## [SELECTED EXCERPT]
## start

Bob Holly Talks Working With Ric Flair & Steamboat As A Job Guy, Signing With WWE, If He Was A Bully

I recently spoke with former WWE star Bob Holly. In the first part of the interview below, Holly discussed his early career, working as a job guy with Ricky Steamboat in WWF, working with Ric Flair in WCW, signing with WWF, being given the "Sparky Plugg" gimmick and more.

Make sure to check back later this week for the rest of our interview, where Holly discussed the Attitude Era, if he ever thought about jumping to WCW during the Monday night wars, getting injured in a match with Brock Lesnar, not being ready to be in the title picture, ending CM Punk's streak, working with Punk, hypocrisy with the WWE Wellness Policy and much more. You can also follow him on Twitter @TheBobHolly.

You can also purchase his book, The Hardcore Truth: The Bob Holly Story, at by clicking here.

Wrestling INC: You entered the business with wrestling school in 1987, is that right?

Holly: It was actually before that. It was near the end of '86 down in Pensacola, Florida. It actually wasn't a wrestling group or anything. It just happened to be somewhere where they opened a school to train people and a way to make money, of course. And it ended up becoming a wrestling organization after that, but I don't think there was any intention of it becoming a wrestling organization other than it being a wrestling school.

Wrestling INC: What attracted you to the business? Were you a fan growing up?

Holly: Oh my God, yeah. It's funny you talk about that because I have a book out, The Hardcore Truth: The Bob Holly Story, and I talk about that in my book, how everything evolved as far as how I got into the business and stuff, but I fell in love with wrestling the very first time I laid eyes on it. That was when, I think I was in the fourth grade, I believe. We had just moved from Glendale, California to Oregon. When I was a kid in Glendale, California I was a huge roller derby fan. And go figure, because roller derby I come to find out's a work also.

## end

(Data pulled from a collection)
## start

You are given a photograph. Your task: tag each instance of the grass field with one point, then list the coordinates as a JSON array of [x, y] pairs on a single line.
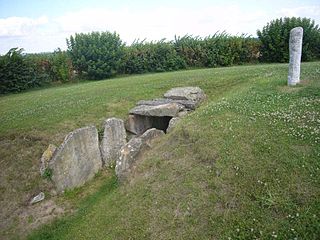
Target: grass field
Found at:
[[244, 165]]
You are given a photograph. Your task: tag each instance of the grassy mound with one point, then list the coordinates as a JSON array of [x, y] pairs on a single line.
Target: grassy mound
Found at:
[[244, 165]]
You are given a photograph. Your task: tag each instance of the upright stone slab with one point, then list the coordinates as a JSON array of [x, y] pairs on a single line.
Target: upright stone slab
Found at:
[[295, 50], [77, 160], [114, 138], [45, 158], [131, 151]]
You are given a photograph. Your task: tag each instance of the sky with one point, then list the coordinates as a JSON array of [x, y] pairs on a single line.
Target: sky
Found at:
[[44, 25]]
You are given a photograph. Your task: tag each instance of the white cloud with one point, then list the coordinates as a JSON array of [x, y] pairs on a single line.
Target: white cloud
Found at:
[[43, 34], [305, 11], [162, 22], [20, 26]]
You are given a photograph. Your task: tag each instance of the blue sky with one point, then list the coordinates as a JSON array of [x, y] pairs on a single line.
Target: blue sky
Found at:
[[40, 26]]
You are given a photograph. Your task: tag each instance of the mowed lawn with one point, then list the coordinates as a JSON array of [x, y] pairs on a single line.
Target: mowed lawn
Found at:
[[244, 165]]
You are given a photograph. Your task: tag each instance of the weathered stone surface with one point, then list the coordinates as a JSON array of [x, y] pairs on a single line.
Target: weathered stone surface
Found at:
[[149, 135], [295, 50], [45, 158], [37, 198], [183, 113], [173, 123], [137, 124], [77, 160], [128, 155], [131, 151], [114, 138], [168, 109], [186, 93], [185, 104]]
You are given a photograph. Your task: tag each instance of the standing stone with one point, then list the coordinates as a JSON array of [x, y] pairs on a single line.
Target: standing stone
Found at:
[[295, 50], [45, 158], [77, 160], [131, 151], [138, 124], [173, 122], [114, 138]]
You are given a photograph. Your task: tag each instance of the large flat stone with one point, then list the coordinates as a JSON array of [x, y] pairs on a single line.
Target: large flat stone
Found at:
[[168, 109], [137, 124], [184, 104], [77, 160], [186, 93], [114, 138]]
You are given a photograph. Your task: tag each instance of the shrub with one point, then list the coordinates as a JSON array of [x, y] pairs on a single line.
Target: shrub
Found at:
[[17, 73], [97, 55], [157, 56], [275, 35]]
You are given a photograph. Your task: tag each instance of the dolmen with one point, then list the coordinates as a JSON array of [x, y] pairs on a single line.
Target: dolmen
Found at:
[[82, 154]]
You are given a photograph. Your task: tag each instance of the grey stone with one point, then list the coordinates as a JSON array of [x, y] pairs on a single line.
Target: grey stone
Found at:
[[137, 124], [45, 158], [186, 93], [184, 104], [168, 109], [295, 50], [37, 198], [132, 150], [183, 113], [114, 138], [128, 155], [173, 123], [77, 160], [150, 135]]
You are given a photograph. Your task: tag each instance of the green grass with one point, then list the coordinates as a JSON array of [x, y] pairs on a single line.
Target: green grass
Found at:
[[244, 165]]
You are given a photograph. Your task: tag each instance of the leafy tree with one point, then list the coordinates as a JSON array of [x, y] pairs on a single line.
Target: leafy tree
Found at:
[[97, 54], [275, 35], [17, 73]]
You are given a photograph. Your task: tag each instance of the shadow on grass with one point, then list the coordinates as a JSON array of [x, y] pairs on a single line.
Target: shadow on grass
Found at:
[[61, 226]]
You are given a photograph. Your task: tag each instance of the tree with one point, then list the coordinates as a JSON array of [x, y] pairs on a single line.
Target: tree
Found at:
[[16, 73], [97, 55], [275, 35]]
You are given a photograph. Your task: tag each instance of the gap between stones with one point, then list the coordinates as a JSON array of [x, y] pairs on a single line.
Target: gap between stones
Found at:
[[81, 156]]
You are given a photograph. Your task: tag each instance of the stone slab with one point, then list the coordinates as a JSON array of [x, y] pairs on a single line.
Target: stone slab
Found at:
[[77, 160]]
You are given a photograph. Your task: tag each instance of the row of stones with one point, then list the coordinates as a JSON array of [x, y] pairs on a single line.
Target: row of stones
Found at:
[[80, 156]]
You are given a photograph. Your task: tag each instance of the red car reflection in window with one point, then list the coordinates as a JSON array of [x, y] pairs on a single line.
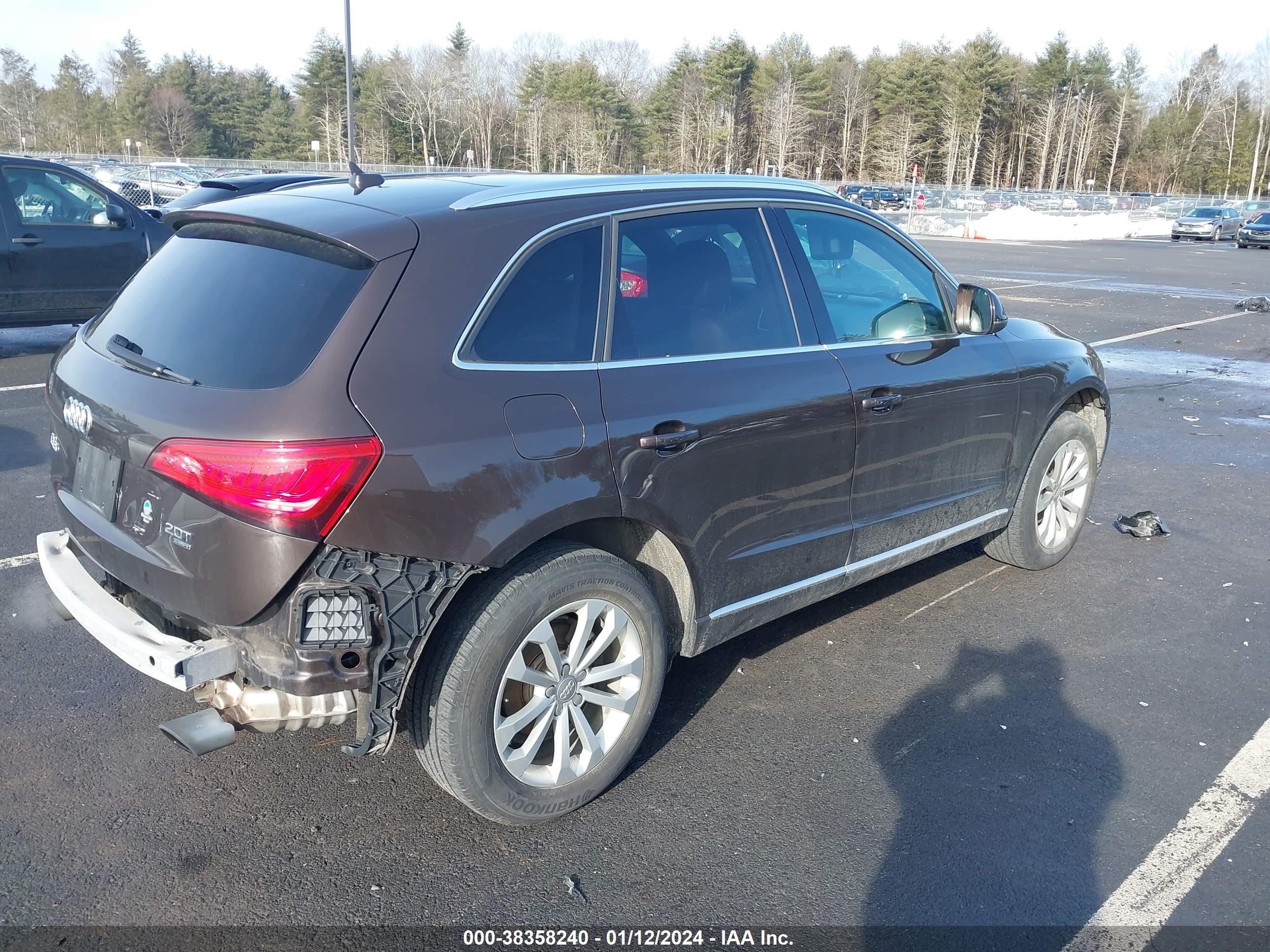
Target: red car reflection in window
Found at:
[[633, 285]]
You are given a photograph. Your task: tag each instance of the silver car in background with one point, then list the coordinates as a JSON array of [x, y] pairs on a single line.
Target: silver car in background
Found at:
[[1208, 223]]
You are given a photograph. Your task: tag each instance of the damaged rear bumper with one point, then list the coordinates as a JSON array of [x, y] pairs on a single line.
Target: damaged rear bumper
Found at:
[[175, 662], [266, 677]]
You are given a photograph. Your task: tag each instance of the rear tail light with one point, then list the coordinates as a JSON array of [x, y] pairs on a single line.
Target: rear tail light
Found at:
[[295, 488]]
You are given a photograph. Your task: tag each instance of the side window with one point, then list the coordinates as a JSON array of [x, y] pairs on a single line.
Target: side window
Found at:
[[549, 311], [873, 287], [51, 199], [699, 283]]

## end

## [EXERCISE TASK 1]
Answer these about the Bob Holly interview:
(a) In what city and state was the school where Holly started near the end of '86?
(b) What is the title of Holly's book?
(c) What was Holly a huge fan of as a kid in Glendale, California?
## [EXERCISE TASK 2]
From the entries, copy the part that opens with the line containing "of the grey" and closes with the line containing "160], [150, 135]]", both lines included, word for word.

## [ANSWER 1]
(a) Pensacola, Florida
(b) The Hardcore Truth: The Bob Holly Story
(c) Roller derby

## [ANSWER 2]
You are given a photograph. Your task: tag each instance of the grey stone with one point, then list the coordinates as a JSON array of [x, y] pairs on a single line.
Target: grey stone
Found at:
[[137, 124], [45, 158], [186, 93], [184, 104], [168, 109], [295, 50], [37, 198], [132, 150], [183, 113], [114, 138], [128, 155], [173, 123], [77, 160], [150, 135]]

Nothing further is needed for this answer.